(Tasks and exercises):
**1)** List every investor that the quoted OPNX tweet names in the article on OPNX and Venom.
**2)** Duplicate the stretch of the article on OPNX and Venom from "Prior to this" through "Dhabi Global Market).".
**3)** According to the article on OPNX and Venom, what speed does the Venom blockchain boast?

(Extract provided):
The statement was made in an OPNX tweet as they expressed their thanks to investors who had participated in the $25 million raise. As per the tweet, “As we approach the launch of claims for our first estate, Celsius, we’d like to express gratitude to everyone who believed in our mission of helping 20M+ claimants. A special thank you goes to our major investors, including AppWorks, Susquehanna (SIG), DRW, MIAX Group, Merchant Bank International, Token Bay Capital, Nascent, Tuwaiq Limited and many more.”

The tweet goes on to state, “They contributed not just capital, but also incredible feedback throughout the process of refining our vision, product offerings, tokenomics, legal framework & decision to relocate to HK. Token Bay Capital: HK fund specializing in fast emerging web3 startups across Asia Pacific.  Nascent: Early stage venture firm who provided incredible feedback to our team and- Tuwaiq Limited: Saudi Digital Asset Fund.

OPNX exchange aims to tokenize users’ claims to bankrupted crypto companies, allowing them to use bankruptcy claims as collateral to trade perpetuals’.

OPNX will acquire all assets of CoinFLEX including people, tech, and tokens. $FLEX will be the exchange token. As per OPNX website, “ A $20 billion market of claimants is desperately looking for a solution. This list includes FTX, Voyager, Celsius, Genesis, BlockFi, Mt Gox, and our creditors.”

Prior to this OPNX exchange, was recently tagged by Dubai’s VARA (Virtual Asset Regulatory Authority) as not regulated in the UAE, and rumors had surfaced that it was Bahrain sovereign wealth fund that had invested in the company. Yet now it is obvious that it was a KSA fund.

UAE based Venom Blockchain announced that its testnet would be going live by the end of April 2023. Venom was the first blockchain foundation to be granted a license to operate in Abu Dhabi’s ADGM (Abu Dhabi Global Market).

The testnet is designed to suit both ecosystem users and developers and allows developers to test and debug dApps and blockchain protocols, while providing users with an immersive experience of these applications. As per the news, the Venom team believes that the testnet will encourage innovation and community building within its ecosystem, which is vital for growth and sustainability.

To engage with the Venom testnet, users will need to carry out two simple steps before being able to explore a variety of dApps built on Venom. Simply install the Venom wallet as a Google chrome browser extension or through either the app or Google play store. Secondly, users can jumpstart their journey of testing the Venom ecosystem by claiming testnet VENOM tokens.

The Venom testnet, will feature a diverse array of dApps. Some of these will be native to the Venom ecosystem, such as Venom Scan, while others have been developed by external projects and partners

For developers, Venom is offering the opportunity to try their hand at building on the asynchronous Venom blockchain which boasts ultra-fast speed at 100k TPS, and a dynamic Sharding feature that enhances scalability and network reliability. To kick things off, Venom has curated a repository of developer documentation to equip developers with the necessary tools and knowledge to start building.

[Data items]
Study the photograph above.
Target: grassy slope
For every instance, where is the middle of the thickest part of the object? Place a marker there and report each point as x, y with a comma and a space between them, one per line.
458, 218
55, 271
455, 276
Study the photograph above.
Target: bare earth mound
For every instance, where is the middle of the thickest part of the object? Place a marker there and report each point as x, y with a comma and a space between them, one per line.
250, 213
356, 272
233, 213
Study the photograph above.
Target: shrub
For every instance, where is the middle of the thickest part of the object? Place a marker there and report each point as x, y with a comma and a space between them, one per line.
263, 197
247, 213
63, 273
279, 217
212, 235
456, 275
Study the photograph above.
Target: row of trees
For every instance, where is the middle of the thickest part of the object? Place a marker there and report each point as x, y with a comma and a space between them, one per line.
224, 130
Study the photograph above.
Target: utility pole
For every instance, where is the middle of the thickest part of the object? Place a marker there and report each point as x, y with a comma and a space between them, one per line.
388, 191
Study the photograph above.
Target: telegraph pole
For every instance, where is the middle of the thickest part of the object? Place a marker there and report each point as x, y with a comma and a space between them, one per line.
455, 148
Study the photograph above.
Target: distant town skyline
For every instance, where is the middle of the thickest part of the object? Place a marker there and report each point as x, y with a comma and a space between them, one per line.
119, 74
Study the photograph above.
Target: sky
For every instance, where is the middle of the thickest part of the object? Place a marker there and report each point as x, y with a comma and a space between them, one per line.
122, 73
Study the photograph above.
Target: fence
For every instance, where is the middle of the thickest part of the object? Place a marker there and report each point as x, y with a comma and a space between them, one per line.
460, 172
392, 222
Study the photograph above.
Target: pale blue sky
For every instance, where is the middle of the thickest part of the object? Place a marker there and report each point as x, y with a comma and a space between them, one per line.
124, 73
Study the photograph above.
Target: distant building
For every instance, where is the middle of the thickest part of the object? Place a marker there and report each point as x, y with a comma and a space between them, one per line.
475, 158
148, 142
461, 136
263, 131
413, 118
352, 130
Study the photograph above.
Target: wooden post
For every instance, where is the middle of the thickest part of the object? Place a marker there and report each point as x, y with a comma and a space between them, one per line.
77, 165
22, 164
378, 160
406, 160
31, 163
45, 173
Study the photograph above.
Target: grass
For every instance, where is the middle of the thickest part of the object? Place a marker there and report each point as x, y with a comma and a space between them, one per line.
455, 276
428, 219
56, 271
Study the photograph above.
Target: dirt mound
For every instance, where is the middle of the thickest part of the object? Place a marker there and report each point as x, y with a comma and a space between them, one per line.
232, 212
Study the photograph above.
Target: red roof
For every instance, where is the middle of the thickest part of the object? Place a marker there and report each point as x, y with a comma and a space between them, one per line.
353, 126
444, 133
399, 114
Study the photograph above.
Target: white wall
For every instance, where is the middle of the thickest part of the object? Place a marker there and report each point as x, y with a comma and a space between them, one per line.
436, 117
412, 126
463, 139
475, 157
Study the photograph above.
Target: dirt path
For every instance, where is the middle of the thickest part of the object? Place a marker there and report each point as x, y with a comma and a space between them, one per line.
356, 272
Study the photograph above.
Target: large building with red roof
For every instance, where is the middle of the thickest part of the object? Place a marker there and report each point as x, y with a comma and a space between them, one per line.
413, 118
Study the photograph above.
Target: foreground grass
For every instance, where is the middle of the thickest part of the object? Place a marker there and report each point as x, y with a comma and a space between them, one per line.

(Solutions to the problems):
**1)** AppWorks, Susquehanna (SIG), DRW, MIAX Group, Merchant Bank International, Token Bay Capital, Nascent, Tuwaiq Limited

**2)**
Prior to this OPNX exchange, was recently tagged by Dubai’s VARA (Virtual Asset Regulatory Authority) as not regulated in the UAE, and rumors had surfaced that it was Bahrain sovereign wealth fund that had invested in the company. Yet now it is obvious that it was a KSA fund.

UAE based Venom Blockchain announced that its testnet would be going live by the end of April 2023. Venom was the first blockchain foundation to be granted a license to operate in Abu Dhabi’s ADGM (Abu Dhabi Global Market).

**3)** 100k TPS